Our thesis is simple: We believe it is neither socially nor technically advisable to rely on a progressively smaller group of specialists, increasingly separate from the rest of society, to provide the collective defense, nor does having such a small elite control the tools of modern, automated, and computerized war comply with democratic principles. Conversely, in a world where cyber infrastructure, financial networks, and other technological systems with which traditional military elites are less than expert are likely targets for conflict, reliance on a voluntary force is unlikely to provide the expertise and skills necessary for comprehensive security. To provide for a more robust, sustainable, and democratic defense, therefore, we propose the return of universal conscription, not to man the ramparts against a looming enemy wielding a numerically large field army, but to enfranchise the nation as a whole in the protection of its military capabilities, national security, and democracy, and to ensure appropriate and democratic responses to the challenges of increasing technological and geopolitical complexity.

We make two interrelated arguments. First, we claim that we need a broader cross-section of society in the military if we are to make better decisions about when, how, and at what scale to initiate conflict. In particular, much of the thrust of modern military technology has the effect of reducing warfighter casualties. Unmanned aerial vehicles (UAVs) such as the Predator, for example, separate the airman physically from the battlefield, thus placing him or her at far less risk. Protecting military personnel from harm is necessary and desirable, but it may also lower the social, political, and psychological barriers to moving from negotiation and policy to military engagement. We believe that broader social participation in the military could ensure an appropriate balance in democratic decisionmaking about when to make the momentous transition to military action.

> THE REQUEST: Write what comes next in the essay on universal conscription, picking up after its final sentence.

> STORED RECORDS:
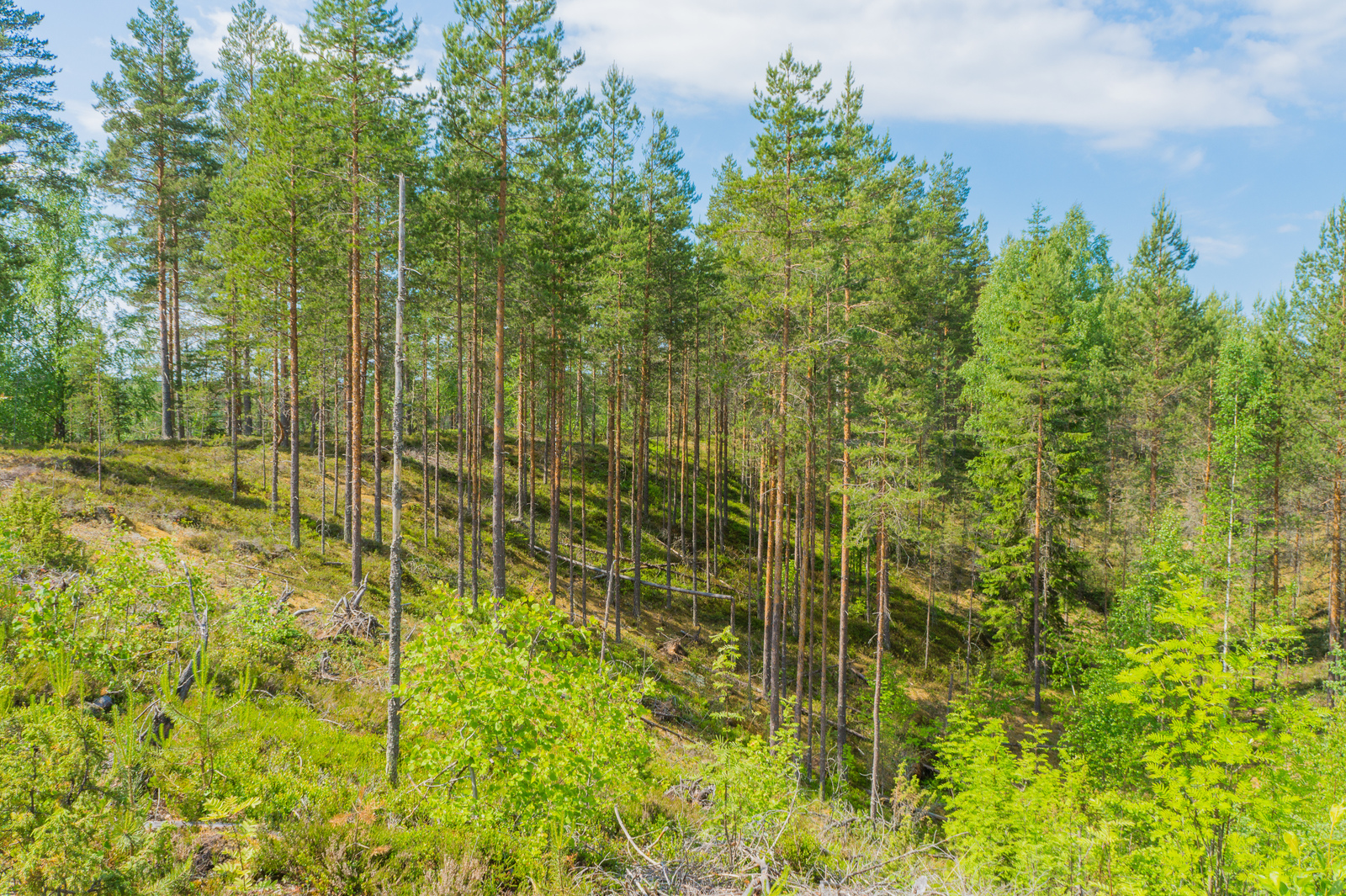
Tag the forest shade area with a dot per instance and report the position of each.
(1092, 517)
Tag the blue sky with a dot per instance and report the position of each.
(1236, 109)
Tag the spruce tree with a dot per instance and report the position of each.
(156, 116)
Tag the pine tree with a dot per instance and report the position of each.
(360, 50)
(498, 61)
(1034, 384)
(1321, 305)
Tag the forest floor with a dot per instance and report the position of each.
(178, 494)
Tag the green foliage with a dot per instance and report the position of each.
(754, 781)
(30, 523)
(1018, 817)
(58, 826)
(515, 723)
(1310, 864)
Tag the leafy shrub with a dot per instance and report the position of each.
(30, 522)
(511, 718)
(753, 781)
(58, 828)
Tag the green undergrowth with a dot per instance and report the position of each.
(543, 755)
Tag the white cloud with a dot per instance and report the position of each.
(1218, 252)
(208, 34)
(1061, 63)
(87, 121)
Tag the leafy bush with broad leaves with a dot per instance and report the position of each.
(1018, 817)
(60, 828)
(753, 782)
(511, 720)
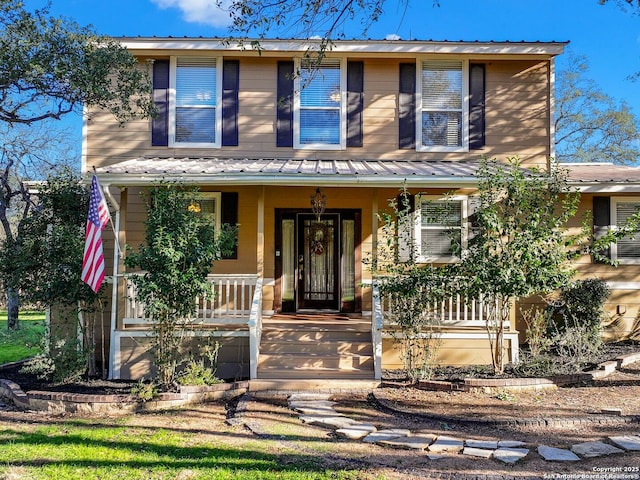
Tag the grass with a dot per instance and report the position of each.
(24, 342)
(102, 449)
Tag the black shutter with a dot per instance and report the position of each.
(160, 123)
(284, 109)
(355, 103)
(229, 216)
(230, 82)
(602, 220)
(407, 106)
(476, 105)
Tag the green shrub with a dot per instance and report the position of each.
(196, 373)
(144, 391)
(579, 307)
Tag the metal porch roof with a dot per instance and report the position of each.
(290, 171)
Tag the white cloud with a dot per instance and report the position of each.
(205, 12)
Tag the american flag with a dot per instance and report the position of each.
(93, 260)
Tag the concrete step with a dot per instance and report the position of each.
(314, 373)
(283, 347)
(314, 361)
(284, 385)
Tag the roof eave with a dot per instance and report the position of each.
(279, 46)
(606, 187)
(297, 180)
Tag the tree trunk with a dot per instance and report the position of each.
(13, 307)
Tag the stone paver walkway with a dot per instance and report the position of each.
(318, 409)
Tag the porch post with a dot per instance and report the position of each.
(255, 323)
(114, 371)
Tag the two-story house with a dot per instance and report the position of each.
(303, 161)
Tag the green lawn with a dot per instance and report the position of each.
(108, 449)
(24, 342)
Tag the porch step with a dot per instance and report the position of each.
(314, 361)
(275, 386)
(293, 373)
(299, 347)
(317, 347)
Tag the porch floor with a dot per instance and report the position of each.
(312, 346)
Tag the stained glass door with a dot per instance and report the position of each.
(318, 256)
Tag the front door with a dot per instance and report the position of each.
(318, 261)
(315, 261)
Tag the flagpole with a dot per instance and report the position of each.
(116, 207)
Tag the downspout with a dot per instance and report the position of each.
(551, 161)
(114, 292)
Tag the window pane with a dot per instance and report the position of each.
(436, 242)
(439, 212)
(442, 98)
(196, 97)
(320, 126)
(442, 129)
(196, 82)
(442, 85)
(321, 87)
(628, 247)
(208, 208)
(196, 125)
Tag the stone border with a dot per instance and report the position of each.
(520, 384)
(381, 399)
(488, 385)
(60, 402)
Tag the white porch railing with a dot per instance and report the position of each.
(454, 311)
(231, 301)
(234, 310)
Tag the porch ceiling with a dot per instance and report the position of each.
(272, 171)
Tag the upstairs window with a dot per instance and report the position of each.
(442, 118)
(196, 118)
(440, 226)
(320, 116)
(627, 249)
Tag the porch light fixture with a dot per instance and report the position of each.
(318, 203)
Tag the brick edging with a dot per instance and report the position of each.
(63, 402)
(381, 399)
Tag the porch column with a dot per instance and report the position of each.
(255, 322)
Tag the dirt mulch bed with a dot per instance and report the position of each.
(620, 390)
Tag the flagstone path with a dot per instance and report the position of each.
(318, 409)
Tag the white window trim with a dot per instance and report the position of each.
(172, 108)
(614, 225)
(464, 201)
(465, 107)
(343, 111)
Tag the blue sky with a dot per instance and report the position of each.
(608, 36)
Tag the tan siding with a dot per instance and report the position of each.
(516, 110)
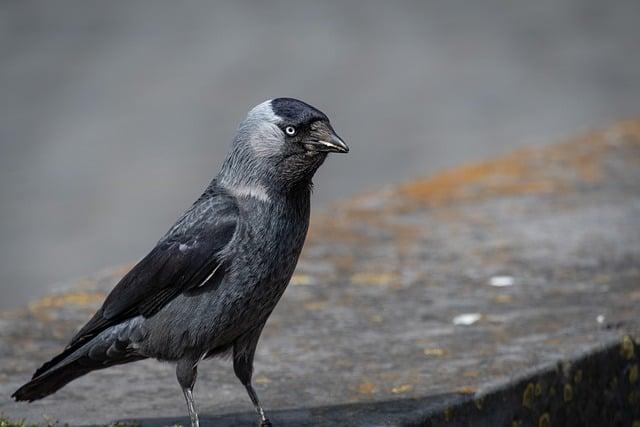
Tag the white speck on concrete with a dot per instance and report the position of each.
(501, 281)
(466, 319)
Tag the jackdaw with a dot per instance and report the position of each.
(209, 285)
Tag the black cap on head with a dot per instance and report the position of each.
(296, 111)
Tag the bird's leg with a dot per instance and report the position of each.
(191, 407)
(243, 352)
(264, 422)
(186, 371)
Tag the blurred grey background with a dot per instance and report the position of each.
(115, 114)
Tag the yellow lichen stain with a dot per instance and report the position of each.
(433, 352)
(75, 298)
(567, 393)
(544, 420)
(379, 279)
(577, 378)
(301, 280)
(479, 402)
(367, 388)
(403, 388)
(528, 396)
(261, 379)
(627, 349)
(316, 305)
(633, 374)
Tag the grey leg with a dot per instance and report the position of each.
(243, 352)
(264, 422)
(191, 407)
(186, 371)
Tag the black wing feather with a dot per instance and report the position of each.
(182, 260)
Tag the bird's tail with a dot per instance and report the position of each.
(50, 381)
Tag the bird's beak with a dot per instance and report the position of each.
(326, 140)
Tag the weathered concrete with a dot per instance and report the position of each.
(366, 334)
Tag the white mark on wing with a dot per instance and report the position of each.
(209, 276)
(255, 191)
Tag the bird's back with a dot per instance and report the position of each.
(266, 246)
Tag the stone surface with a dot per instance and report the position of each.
(499, 293)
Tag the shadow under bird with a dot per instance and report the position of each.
(209, 285)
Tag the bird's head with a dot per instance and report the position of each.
(281, 142)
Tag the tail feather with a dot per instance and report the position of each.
(80, 358)
(49, 382)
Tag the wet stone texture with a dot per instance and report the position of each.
(499, 293)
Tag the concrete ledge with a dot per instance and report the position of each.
(498, 293)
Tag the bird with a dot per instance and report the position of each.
(211, 282)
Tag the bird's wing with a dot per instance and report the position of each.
(185, 258)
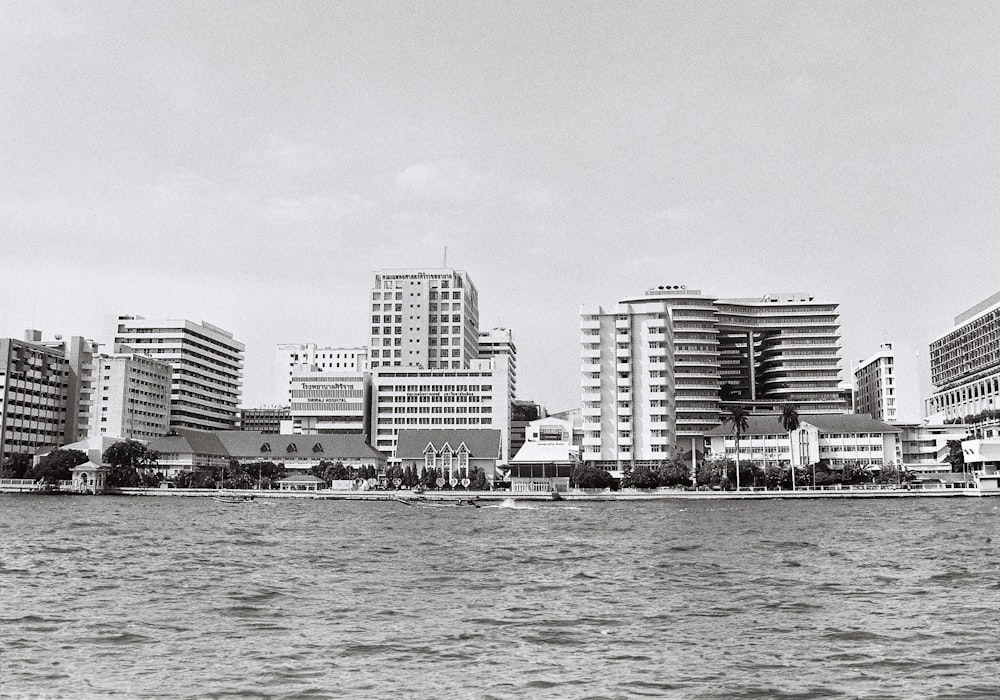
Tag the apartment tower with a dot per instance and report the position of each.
(965, 364)
(427, 319)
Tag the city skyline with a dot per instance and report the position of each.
(253, 168)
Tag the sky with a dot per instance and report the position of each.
(251, 164)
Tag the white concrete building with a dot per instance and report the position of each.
(131, 397)
(628, 384)
(886, 385)
(428, 319)
(328, 402)
(837, 439)
(965, 365)
(476, 397)
(323, 359)
(34, 385)
(206, 363)
(923, 447)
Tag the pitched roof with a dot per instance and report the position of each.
(770, 424)
(482, 443)
(200, 442)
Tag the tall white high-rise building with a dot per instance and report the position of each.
(500, 341)
(628, 384)
(885, 386)
(34, 380)
(657, 369)
(206, 363)
(427, 319)
(130, 397)
(965, 364)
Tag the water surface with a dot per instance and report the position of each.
(179, 598)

> ANSWER TO THE TASK:
Second, it is clear that technological competence is necessary, if not sufficient, for global power status, yet it is also clear that understanding and rationally managing the complexity of accelerating technological change across virtually the entire technological frontier is challenging the ability of the United States, its citizenry, and its institutions. Military service, with its exposure to advanced technologies in relatively quotidian circumstances, can help create a more technologically sophisticated society with a greater ability to understand what even the most advanced technology can and cannot do, encouraging more realistic public expectations regarding technology generally. At the same time, the accelerating evolution of technology across its entire frontier, driven by advances in nanotechnology, biotechnology, information and communications technology (ICT), robotics, and applied cognitive science, is challenging the adaptive capabilities of modern militaries. If the military is to be able to remain competitive globally in such a difficult and complex environment, conscription will be required to bring into the military a broader array of necessary skills. For example, cyberconflict poses not just a technological and geopolitical challenge, but also a challenge to internal military culture: The geeks that, feasting on Coke and Skittles, are fearsome in ICT capability are not the kinds of personalities that will be easily attracted to a traditional, strongly hierarchical, heavily bureaucratic, military organization. Nor do we expect that the institutional leaders, entrepreneurs, and change-makers who work with the geeks, and who understand the political sensitivities and social concerns about privacy, data management, open source, and the like, will be volunteering for military service. Not just cyberskills, but appropriate management skills, will be critical competencies for tomorrow’s military. In discussing these issues, we will focus on the U.S. context, both for the sake of simplicity and because we are more familiar with U.S. military and cultural issues, but we believe that these concerns will apply to many affluent nations fielding increasingly high-technology militaries today.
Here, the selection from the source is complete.